▸ **RECORDED INFORMATION**
*** Begin section ***
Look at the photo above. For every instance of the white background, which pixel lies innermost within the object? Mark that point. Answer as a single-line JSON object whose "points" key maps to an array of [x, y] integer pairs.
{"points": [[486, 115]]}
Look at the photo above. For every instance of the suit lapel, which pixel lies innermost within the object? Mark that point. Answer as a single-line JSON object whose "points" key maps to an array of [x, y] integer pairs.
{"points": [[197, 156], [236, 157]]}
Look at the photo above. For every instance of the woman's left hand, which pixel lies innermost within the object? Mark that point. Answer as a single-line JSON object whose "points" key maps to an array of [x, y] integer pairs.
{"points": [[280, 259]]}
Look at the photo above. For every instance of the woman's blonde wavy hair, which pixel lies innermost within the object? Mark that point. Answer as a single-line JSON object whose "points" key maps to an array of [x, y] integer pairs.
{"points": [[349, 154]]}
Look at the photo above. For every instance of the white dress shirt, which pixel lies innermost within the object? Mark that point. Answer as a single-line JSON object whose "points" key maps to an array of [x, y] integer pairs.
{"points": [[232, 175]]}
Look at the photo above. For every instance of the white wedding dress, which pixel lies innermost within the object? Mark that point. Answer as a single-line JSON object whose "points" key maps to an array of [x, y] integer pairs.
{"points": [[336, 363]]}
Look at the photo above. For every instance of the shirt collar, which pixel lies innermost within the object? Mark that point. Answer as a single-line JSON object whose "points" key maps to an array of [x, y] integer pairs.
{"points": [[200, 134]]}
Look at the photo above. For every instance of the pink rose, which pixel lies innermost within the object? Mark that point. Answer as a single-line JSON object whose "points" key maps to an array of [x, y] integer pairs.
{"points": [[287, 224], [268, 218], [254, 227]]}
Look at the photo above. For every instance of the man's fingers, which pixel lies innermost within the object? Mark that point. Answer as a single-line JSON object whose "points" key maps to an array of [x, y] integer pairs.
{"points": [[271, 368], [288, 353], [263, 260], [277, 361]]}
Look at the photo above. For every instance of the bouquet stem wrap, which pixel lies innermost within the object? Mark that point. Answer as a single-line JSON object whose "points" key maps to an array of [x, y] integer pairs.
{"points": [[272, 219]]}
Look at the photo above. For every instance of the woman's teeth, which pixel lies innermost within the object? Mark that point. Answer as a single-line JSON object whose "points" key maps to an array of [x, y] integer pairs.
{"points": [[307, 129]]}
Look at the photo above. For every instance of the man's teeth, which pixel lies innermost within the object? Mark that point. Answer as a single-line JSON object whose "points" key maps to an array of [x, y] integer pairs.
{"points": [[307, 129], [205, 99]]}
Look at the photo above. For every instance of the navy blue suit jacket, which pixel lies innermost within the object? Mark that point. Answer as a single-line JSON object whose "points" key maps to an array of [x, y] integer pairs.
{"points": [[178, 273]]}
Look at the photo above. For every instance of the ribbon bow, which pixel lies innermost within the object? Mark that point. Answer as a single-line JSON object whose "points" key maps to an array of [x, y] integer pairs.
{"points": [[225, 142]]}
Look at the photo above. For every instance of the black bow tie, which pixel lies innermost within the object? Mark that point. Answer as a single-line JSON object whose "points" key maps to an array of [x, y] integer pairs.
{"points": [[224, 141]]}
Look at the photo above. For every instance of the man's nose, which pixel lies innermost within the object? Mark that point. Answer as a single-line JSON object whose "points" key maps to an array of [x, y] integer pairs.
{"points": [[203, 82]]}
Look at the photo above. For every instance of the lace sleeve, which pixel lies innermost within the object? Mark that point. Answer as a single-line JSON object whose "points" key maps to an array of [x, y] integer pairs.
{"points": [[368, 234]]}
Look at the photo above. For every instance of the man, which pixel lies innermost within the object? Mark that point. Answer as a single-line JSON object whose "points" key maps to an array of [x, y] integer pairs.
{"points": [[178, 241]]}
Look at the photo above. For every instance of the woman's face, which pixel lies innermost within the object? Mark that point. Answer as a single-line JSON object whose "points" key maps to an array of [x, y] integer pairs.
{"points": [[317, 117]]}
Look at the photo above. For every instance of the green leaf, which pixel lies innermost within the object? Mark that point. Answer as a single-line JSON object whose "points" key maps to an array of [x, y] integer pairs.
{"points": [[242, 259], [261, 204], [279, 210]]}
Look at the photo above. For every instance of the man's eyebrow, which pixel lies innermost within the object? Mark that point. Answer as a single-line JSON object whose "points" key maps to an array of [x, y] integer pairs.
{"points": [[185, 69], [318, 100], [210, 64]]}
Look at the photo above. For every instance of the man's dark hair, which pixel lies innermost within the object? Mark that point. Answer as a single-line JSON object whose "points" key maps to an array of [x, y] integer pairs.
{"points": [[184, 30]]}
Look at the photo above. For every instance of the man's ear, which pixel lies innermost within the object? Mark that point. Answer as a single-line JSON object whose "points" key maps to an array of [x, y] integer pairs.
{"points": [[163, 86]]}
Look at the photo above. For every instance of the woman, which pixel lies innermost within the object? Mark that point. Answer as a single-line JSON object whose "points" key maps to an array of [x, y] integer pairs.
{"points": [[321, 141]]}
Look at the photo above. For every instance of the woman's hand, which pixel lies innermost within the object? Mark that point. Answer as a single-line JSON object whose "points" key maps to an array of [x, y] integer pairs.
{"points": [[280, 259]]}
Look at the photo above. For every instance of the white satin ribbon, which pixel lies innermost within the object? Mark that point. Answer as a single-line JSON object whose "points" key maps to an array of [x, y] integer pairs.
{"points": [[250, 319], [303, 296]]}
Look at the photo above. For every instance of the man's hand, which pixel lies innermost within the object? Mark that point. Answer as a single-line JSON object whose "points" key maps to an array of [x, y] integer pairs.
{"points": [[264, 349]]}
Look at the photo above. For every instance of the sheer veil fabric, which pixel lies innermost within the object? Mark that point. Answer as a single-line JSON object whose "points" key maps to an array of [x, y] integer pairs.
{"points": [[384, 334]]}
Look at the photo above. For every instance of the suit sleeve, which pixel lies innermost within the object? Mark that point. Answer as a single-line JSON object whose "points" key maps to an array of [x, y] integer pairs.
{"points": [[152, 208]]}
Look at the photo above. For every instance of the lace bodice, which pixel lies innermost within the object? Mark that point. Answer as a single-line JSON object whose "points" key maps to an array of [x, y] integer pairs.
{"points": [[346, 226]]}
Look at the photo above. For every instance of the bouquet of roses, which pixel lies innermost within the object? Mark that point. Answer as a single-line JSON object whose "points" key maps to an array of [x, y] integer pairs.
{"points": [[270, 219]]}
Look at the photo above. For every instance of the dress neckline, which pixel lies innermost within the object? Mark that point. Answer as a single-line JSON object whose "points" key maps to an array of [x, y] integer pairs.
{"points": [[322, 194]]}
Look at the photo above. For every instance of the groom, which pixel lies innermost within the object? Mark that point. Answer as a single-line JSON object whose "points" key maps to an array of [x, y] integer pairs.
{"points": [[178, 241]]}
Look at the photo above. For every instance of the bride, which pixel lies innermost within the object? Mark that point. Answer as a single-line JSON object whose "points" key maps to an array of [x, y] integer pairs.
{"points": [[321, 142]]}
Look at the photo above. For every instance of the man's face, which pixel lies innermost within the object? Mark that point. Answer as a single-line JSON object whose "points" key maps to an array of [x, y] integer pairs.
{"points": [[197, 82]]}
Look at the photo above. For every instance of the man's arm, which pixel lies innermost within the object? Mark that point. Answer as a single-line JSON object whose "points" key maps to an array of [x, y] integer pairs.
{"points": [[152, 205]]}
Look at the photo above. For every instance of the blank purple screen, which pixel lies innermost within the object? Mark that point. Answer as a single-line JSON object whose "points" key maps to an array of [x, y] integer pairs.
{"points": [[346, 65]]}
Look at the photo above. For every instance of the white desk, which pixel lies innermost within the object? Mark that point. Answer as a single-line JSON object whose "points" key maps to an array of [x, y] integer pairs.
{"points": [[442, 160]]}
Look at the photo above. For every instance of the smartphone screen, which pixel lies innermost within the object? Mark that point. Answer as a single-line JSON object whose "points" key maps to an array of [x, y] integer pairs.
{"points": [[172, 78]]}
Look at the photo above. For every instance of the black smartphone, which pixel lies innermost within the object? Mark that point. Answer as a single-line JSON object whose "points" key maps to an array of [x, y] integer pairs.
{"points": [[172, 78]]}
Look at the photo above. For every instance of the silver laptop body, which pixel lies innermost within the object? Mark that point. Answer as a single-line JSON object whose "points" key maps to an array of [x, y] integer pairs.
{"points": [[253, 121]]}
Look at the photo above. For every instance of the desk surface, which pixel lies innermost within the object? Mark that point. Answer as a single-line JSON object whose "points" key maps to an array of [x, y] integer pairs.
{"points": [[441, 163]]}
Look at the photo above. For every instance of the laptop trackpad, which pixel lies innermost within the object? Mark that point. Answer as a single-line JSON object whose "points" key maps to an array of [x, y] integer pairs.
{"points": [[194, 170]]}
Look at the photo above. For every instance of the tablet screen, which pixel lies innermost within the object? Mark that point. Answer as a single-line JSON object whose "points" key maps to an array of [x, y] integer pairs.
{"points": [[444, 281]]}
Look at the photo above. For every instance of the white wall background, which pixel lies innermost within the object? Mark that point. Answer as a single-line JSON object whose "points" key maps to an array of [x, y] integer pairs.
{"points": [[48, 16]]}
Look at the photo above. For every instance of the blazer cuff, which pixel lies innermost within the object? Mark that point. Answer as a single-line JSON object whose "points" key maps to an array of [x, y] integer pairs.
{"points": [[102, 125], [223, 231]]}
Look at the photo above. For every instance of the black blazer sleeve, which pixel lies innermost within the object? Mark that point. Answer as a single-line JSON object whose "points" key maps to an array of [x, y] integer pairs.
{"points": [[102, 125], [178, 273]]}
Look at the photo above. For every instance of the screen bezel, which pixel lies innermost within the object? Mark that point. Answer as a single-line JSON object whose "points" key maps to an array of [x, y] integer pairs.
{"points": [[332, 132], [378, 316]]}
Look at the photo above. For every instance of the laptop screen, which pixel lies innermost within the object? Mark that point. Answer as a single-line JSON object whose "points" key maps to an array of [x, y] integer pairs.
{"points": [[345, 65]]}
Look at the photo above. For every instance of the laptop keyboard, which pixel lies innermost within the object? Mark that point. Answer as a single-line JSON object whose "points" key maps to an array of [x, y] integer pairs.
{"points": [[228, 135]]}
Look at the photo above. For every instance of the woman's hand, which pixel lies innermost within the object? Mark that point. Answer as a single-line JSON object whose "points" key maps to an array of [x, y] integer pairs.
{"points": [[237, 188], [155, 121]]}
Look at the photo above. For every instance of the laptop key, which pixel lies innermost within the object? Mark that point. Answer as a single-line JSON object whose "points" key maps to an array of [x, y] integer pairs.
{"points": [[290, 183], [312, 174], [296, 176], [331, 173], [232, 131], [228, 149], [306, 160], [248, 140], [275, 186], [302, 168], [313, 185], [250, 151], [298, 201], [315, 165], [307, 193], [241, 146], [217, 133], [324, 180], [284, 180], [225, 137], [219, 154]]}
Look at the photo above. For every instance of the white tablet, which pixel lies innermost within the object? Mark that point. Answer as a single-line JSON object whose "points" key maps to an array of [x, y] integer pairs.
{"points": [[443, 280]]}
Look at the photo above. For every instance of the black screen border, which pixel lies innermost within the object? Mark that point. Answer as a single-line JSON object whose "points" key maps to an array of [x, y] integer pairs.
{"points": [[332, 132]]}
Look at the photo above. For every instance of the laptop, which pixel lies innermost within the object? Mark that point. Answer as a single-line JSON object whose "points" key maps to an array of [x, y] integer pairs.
*** End section ***
▸ **WORK TO BE COMPLETED**
For this exercise, please retype exactly the lines in the listing from the line with "white tablet, which" through its last line, both ends included.

▸ **EXERCISE SOLUTION**
Look at the photo above. For every instance of the white tablet, which pixel lies innermost within the object? Mark that point. Answer as a single-line JSON object whose "points" key maps to an array of [x, y] integer pairs.
{"points": [[443, 280]]}
Look at the photo above. For every instance of the black screen border, which pixel lies innermost within the object? Mark that point. Answer as a single-line JSON object whose "points" key maps to an array of [x, y] integer pairs.
{"points": [[332, 132]]}
Look at the photo above. For every instance of the laptop, which pixel lies innermost within the object? Mark that point. Answer as a single-line JSON object whose "points" key maps to an array of [x, y] integer pairs.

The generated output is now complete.